*** Opening Records supplied ***

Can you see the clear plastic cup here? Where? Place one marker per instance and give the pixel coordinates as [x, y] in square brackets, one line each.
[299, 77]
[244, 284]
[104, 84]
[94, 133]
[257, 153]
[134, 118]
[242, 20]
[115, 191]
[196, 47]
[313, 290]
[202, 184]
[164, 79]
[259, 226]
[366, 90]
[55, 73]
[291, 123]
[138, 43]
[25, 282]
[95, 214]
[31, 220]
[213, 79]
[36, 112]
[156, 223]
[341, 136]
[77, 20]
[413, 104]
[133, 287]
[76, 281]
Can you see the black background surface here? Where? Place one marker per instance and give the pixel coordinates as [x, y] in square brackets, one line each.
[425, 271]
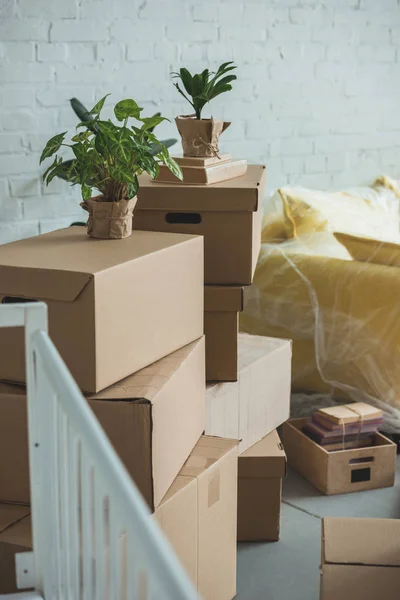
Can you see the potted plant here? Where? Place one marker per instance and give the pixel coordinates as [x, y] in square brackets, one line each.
[109, 158]
[200, 136]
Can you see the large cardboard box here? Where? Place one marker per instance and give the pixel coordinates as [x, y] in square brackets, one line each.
[15, 536]
[197, 515]
[342, 471]
[260, 471]
[222, 305]
[360, 559]
[115, 306]
[260, 400]
[227, 214]
[153, 419]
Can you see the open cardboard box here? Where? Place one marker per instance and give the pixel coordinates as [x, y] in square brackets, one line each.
[260, 471]
[222, 305]
[342, 471]
[197, 515]
[227, 214]
[360, 559]
[115, 306]
[260, 400]
[153, 419]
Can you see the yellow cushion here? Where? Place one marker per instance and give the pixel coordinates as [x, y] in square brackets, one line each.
[369, 250]
[341, 315]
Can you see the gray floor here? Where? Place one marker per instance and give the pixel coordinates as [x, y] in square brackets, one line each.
[289, 569]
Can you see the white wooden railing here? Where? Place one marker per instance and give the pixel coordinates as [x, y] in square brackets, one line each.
[93, 536]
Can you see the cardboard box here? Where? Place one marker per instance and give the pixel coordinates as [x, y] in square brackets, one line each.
[360, 559]
[227, 214]
[198, 516]
[222, 305]
[153, 419]
[260, 400]
[15, 536]
[342, 471]
[260, 471]
[115, 306]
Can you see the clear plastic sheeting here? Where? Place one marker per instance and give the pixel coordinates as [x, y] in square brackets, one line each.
[343, 315]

*** Closing Records supplied ***

__Task prompt__
Give every entry again verbatim, with no pictures.

__Result of the task__
Can you see the clear plastic cup here? Where? Place one marker per instance and give the pixel coordinates as [x, y] in square brackets, one line each.
[299, 77]
[244, 284]
[104, 84]
[94, 133]
[257, 153]
[134, 118]
[242, 20]
[115, 191]
[196, 47]
[313, 290]
[202, 184]
[164, 79]
[259, 226]
[366, 90]
[55, 73]
[291, 123]
[138, 43]
[25, 282]
[95, 214]
[31, 220]
[213, 79]
[36, 112]
[156, 223]
[341, 136]
[77, 20]
[413, 104]
[133, 287]
[76, 281]
Can you see the black background surface here? Where? Place one marker per instance and give the pixel coordinates as [x, y] in square brackets, one line each.
[425, 271]
Can you see the potted plant here? Where? Place one marker per instance and give the pixel coordinates as [x, y] in square brackets, one line each.
[109, 158]
[200, 136]
Can you see the large cardboard box here? Where? Place one marker per instance and give the pixel coordinates as [x, y] in square brackets, one line each.
[15, 536]
[197, 515]
[342, 471]
[260, 471]
[222, 305]
[360, 559]
[115, 306]
[260, 400]
[227, 214]
[153, 419]
Can you see the open cardboard box here? Where? Place one marker per instance and give the pixel coordinates as [x, y] in square brackets, one line each.
[260, 471]
[222, 305]
[342, 471]
[197, 515]
[227, 214]
[360, 559]
[115, 306]
[260, 400]
[153, 419]
Can you see the yellow cushion here? Where? Place one marker per instance and give the pixel coordinates as [x, y] in square brackets, one line each.
[369, 250]
[341, 315]
Can you see the gray floor here? Where? Place one marker per instance and give the pixel coordinates as [x, y] in square brackets, one line each.
[289, 569]
Can you see the white wooden railing here? Where? Place one marker per instance and give the pixel coordinates as [x, y] in square brackets, one line each.
[93, 536]
Can you see the cardboard box here? Where? Place one marker per instance and give the pixel coordinates as [x, y] in square brackets, one line each.
[360, 559]
[227, 214]
[198, 516]
[222, 305]
[153, 419]
[260, 400]
[15, 536]
[342, 471]
[260, 471]
[115, 306]
Can you see the clear plastic sheeting here? Where? Place one marker per instance and give the pixel coordinates as [x, y] in square brackets, one line each.
[343, 315]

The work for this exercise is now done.